··· Given passage ···

Summary of the Newly-Introduced Senate Immigration Bill

Here is a short summary of the Senate immigration bill released to the general public late last night. Keep in mind that this is just proposed legislation, and no one can or should apply for anything yet. We’ve a long way to go before this legislation becomes reality.

Title I Border Security

This title provides for phased in border security measures that will achieve and maintain effective control in high risk border sectors of the Southern border.

  • Border Plan: Stage one requires the Secretary of DHS to develop a Comprehensive Border Security Strategy and Southern Border Fencing Strategy that must be submitted to Congress before the registration period for Registered Provisional Immigrants (RPI) begins. These strategies must be designed to achieve an ability to achieve persistent surveillance of the border using both technology and human resources and to achieve a 90% effectiveness rate for apprehensions and returns in high risk border sectors. This bill appropriates $3 billion for this plan. The Secretary’s plan must be operational before any RPIs may apply for adjustment of status.
  • Triggers: In addition, the Secretary must develop and implement a fencing plan (up to $1.5 billion); Everify must be mandatory and operational; and biographic entry-exit at air and seaports must be implemented before RPIs may adjust to permanent residence.
  • Southwest Governors Commission: After five years, if the specified goals of 90% effectiveness and persistent surveillance have not been met, a Southern Border Security Commission will be established to make further recommendations for achieving the targets. The Commission will recommend up to $2 billion in additional spending that would be available achieve the border security goals if they have not yet been met.

···

_Directions for this task_.
According to the immigration bill summary, how much money does the bill appropriate for the border security plan that the Secretary of DHS must develop?

··· Stored records ···

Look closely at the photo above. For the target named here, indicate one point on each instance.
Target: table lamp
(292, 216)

···
··· Stored records ···

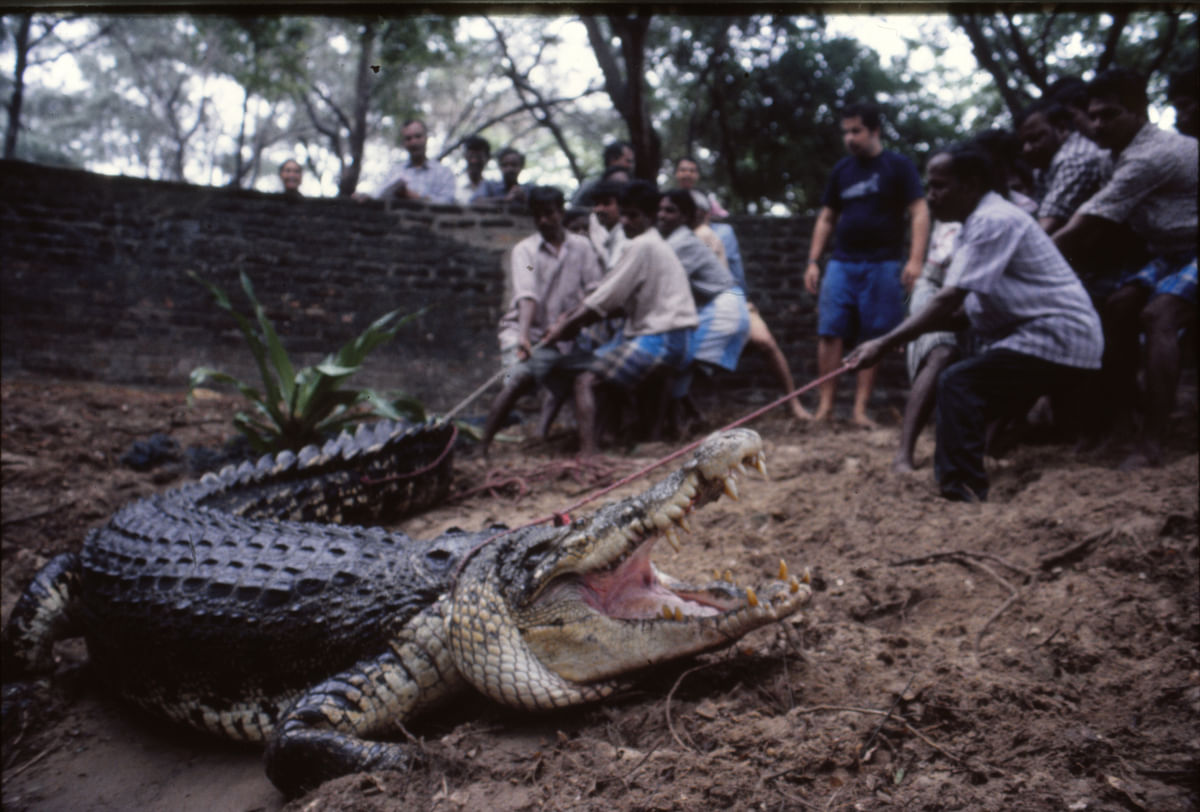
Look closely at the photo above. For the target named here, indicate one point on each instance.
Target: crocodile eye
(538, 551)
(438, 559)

···

_Solution_.
$3 billion.